■ **Dokumentausschnitt**:
'''
Nachdem zu Beginn des 20. Jahrhunderts Jugend als eigenständige
Lebensphase entstanden ist, bedeutet jung zu sein heute, sich
in einem zugestandenen Schutz- und Schonraum selbst finden und
ausprobieren zu können. Dieser Schonraum hat sich durch verlängerte
Ausbildungszeiten fast auf das gesamte zweite Lebensjahrzehnt
ausgedehnt, in dem früher der Einstieg in das berufliche
und familiale Erwachsenendasein stattfand.
Die Bildungsreform
der sechziger und siebziger Jahre hat tiefgreifende Spuren in
der Jugendphase hinterlassen. Die Schule und die Ausbildung bestimmen
heute das Leben der jugendlichen. 1956 besuchten 5,5 Prozent der
Jugendlichen zwischen 16 und 19 Jahren eine höhere Schule,
1975 waren es bereits 17 Prozent, und 1985 besuchten 28 Prozent
ein Gymnasium. Gestiegen ist vor allem der Anteil der Mädchen,
die eine höhere Schule besuchen: 52 Prozent gingen 1978 auf
eine weiterführende Schule. Die Lebensziele und Planungen
von Mädchen und Jungen begannen sich anzugleichen. Das Hauptziel
der Mädchen besteht seit den siebziger Jahren nicht mehr
darin, Hausfrau und Mutter zu werden.
Die Jugendlichen
versuchen nicht mehr, sich dem Status der Erwachsenen anzunähern,
sondern sie definieren sich durch Distanz ihnen gegenüber
und suchen nach eigenen Ausdrucksmöglichkeiten und Lebensformen
fern der abgelehnten Erwachsenenkultur. Der Übergang ins
Erwachsenenalter, Ehe und Elternschaft werden in eine ferne biographische
Zukunft gerückt.
Es fällt
auf, daß die einzelnen Stile der Jugend zunehmend einen
internationalen Charakter bekommen haben Heute sind die Jugendgruppen
durch die Verbreitung der verschiedenen Strömungen der Jugendkultur
u.a. durch die Massenmedien, nicht mehr - wie noch in den fünfziger
Jahren - regional geprägt. Dazu trägt sicher auch die
Mobilität des Einzelnen bei, die Fahrten zu Open-air-Konzerten,
Demonstrationen oder Reisen in Großstädte möglich
macht. So bestehen die Unterschiede unter den jugendlichen heute
weniger in der Ausprägung eines Stadt-Land-Gefälles
als vielmehr zwischen den Lebensstilen der arbeitenden und der
lernenden Jugend. Durch diese unterschiedlichen Lebensbereiche
werden auch die zahlreichen Stile der Jugendkultur geprägt.
'''
■ **Benötigte Angaben**: Prüfen Sie, ob die folgenden Aussagen mit dem Dokumentausschnitt über die Jugendphase übereinstimmen, und beantworten Sie jede mit Ja oder Nein samt den entscheidenden Worten des Dokumentausschnitts im genauen Wortlaut. (a) 1985 besuchten 28 Prozent ein Gymnasium. (b) Jugendgruppen sind heute stärker regional geprägt als in den fünfziger Jahren. (c) Die Unterschiede unter den Jugendlichen bestehen heute vor allem in einem Stadt-Land-Gefälle. Die anschließenden Einträge haben mit dem Dokumentausschnitt nichts zu tun.

■ **Zeilen des Datensatzes**:
'''
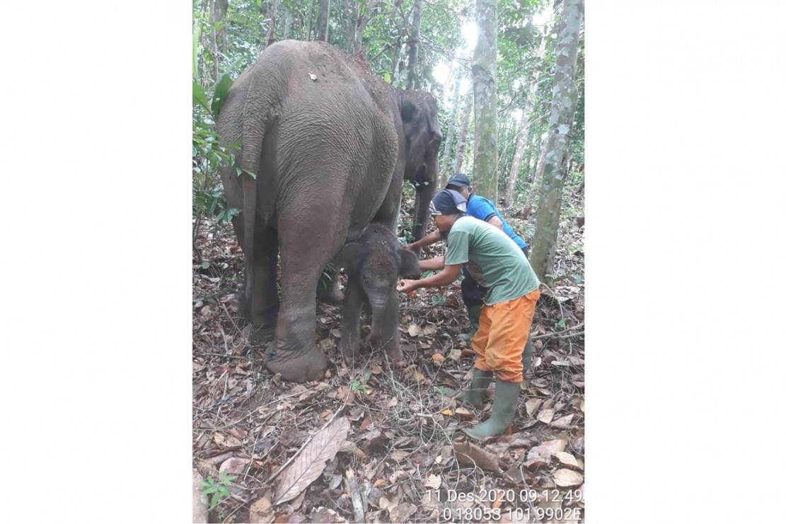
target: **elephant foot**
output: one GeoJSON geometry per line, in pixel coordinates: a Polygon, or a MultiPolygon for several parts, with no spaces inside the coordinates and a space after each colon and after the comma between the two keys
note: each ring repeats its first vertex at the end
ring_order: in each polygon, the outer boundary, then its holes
'''
'''
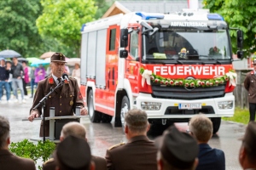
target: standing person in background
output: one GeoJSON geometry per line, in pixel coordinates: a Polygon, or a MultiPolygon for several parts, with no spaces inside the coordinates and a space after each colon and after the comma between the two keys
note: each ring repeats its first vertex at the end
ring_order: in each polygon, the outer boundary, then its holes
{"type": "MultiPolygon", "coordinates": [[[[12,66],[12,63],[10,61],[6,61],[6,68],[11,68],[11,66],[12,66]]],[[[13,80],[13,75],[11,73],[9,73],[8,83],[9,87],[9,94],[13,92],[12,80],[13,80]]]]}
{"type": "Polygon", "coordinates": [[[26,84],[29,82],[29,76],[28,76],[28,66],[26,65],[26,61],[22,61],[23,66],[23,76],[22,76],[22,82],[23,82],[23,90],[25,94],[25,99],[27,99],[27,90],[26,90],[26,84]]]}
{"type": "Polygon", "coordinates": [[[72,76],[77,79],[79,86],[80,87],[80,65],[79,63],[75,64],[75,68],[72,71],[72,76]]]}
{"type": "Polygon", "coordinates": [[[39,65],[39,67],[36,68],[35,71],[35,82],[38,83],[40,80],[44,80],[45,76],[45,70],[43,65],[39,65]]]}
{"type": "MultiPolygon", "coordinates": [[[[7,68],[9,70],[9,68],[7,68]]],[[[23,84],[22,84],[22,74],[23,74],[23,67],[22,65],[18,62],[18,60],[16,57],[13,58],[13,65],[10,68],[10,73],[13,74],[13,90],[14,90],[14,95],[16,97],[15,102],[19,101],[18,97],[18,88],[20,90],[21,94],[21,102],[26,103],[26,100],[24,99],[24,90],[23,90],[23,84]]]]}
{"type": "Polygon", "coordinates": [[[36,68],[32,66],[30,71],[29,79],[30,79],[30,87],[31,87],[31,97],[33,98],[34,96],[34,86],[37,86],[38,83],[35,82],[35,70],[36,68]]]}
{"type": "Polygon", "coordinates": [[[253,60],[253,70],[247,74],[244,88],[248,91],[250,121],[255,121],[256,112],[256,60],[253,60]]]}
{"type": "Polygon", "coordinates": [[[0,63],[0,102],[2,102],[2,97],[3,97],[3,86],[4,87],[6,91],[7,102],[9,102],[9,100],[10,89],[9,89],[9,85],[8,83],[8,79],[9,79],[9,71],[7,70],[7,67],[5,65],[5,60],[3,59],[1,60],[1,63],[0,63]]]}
'''
'''
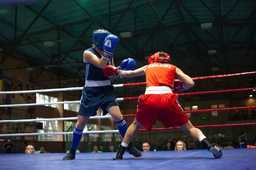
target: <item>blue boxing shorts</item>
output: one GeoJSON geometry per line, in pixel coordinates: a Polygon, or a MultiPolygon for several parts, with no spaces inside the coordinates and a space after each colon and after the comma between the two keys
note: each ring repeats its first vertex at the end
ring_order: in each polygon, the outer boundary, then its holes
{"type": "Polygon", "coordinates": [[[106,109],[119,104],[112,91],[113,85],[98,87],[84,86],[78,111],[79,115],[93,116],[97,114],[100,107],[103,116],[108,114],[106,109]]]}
'''
■ **Vollständige Ausgabe**:
(a) Ja: „1985 besuchten 28 Prozent ein Gymnasium“
(b) Nein: „nicht mehr - wie noch in den fünfziger Jahren - regional geprägt“
(c) Nein: „weniger in der Ausprägung eines Stadt-Land-Gefälles als vielmehr zwischen den Lebensstilen der arbeitenden und der lernenden Jugend“